**** The data ****
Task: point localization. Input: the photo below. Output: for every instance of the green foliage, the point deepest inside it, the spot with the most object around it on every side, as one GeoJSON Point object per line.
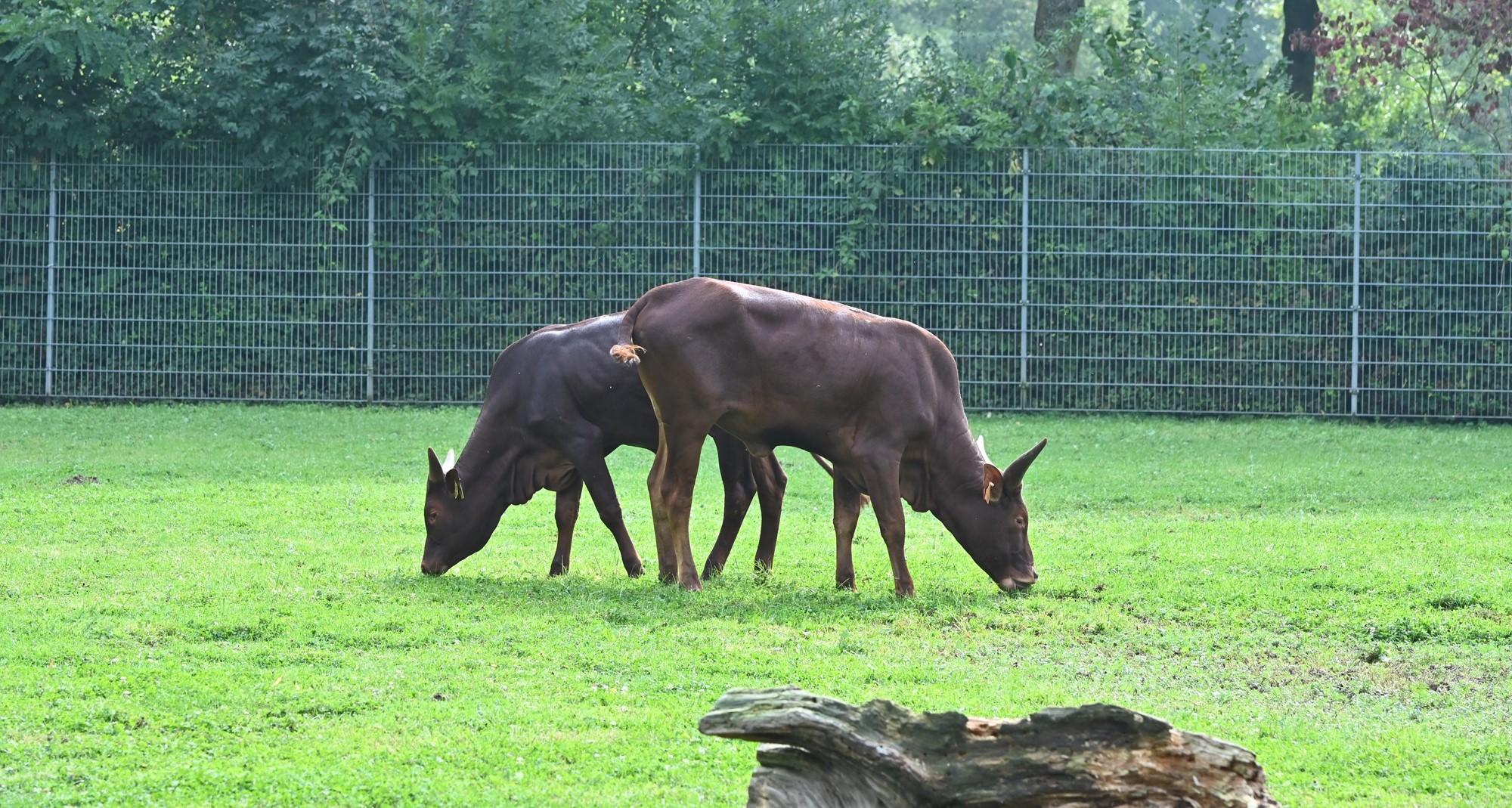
{"type": "Point", "coordinates": [1185, 90]}
{"type": "Point", "coordinates": [67, 67]}
{"type": "Point", "coordinates": [1159, 280]}
{"type": "Point", "coordinates": [235, 615]}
****
* What you will do
Can you write out every line of the records above verbatim, leaving out the pictures?

* Right answer
Task: point localization. Input: the photo below. Output: for every instance of the green foliage, the point deepest inside it, the spot with the most object around it on every side, as one GeoJSON Point object per line.
{"type": "Point", "coordinates": [1185, 90]}
{"type": "Point", "coordinates": [67, 67]}
{"type": "Point", "coordinates": [1159, 280]}
{"type": "Point", "coordinates": [235, 615]}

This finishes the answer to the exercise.